Task:
Rescale the items in the stretch from the line that contains "instance, sample <point>156,190</point>." through the line that contains "<point>337,255</point>" by writing out only those lines again, requests included, with every answer coordinate multiplied by 2.1 and rounded to a whole number, halves rounded up. Leave the requests and their sample points unchanged.

(Point annotation entries for images)
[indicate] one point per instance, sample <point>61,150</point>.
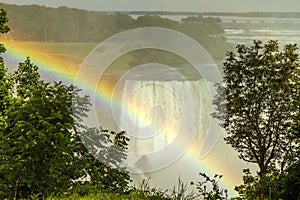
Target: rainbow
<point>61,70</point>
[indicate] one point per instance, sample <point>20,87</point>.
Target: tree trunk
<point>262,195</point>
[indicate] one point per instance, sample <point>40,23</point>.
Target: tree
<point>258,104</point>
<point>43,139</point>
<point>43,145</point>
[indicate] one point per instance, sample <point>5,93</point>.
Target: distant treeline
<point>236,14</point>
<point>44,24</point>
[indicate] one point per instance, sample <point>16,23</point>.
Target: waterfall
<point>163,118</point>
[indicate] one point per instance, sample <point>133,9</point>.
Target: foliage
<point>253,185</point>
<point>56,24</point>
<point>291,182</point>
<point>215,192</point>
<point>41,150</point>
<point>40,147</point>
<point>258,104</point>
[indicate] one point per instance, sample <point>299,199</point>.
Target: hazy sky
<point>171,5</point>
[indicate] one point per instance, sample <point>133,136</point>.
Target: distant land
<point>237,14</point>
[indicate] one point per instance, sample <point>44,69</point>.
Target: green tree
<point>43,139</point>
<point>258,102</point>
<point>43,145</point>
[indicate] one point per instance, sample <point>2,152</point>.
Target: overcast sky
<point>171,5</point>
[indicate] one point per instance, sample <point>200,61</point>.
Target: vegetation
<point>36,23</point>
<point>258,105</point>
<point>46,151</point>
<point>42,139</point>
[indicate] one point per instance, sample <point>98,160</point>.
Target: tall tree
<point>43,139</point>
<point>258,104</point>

==

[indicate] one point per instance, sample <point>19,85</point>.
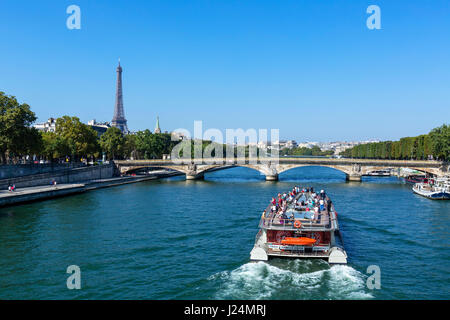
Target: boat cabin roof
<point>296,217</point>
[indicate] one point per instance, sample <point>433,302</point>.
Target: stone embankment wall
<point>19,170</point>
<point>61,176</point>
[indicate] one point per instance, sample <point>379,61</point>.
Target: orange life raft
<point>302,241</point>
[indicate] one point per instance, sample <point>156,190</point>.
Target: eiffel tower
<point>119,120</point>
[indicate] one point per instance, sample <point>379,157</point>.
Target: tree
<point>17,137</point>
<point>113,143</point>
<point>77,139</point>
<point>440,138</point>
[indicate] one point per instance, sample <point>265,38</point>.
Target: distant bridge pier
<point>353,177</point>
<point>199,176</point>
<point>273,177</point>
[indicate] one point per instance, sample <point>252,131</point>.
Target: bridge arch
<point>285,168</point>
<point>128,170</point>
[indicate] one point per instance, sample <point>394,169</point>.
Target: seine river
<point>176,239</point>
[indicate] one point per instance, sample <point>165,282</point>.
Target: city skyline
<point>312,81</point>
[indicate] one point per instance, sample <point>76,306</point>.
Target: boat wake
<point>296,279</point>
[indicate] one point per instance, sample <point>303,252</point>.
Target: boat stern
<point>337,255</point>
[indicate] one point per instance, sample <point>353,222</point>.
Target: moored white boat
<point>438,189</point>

Reply to the task:
[indicate] one point per instance, sample <point>156,190</point>.
Target: eiffel tower
<point>250,252</point>
[indicate] one point per instance, sample <point>379,157</point>.
Target: tree
<point>36,288</point>
<point>237,300</point>
<point>162,292</point>
<point>924,290</point>
[indicate] one point per instance, sample <point>265,38</point>.
Target: distant bridge pier
<point>741,372</point>
<point>418,370</point>
<point>573,372</point>
[indicate] one point per instance, sample <point>252,131</point>.
Target: bridge arch
<point>599,353</point>
<point>269,357</point>
[indicate] one point per instance, sample <point>394,169</point>.
Target: seine river
<point>370,502</point>
[indicate] one point per instance, sample <point>165,282</point>.
Target: city skyline
<point>655,170</point>
[indicate] one point per instance, sample <point>76,306</point>.
Target: boat wake
<point>622,586</point>
[indicate] one point per instance, sample <point>303,252</point>.
Target: boat stern
<point>708,536</point>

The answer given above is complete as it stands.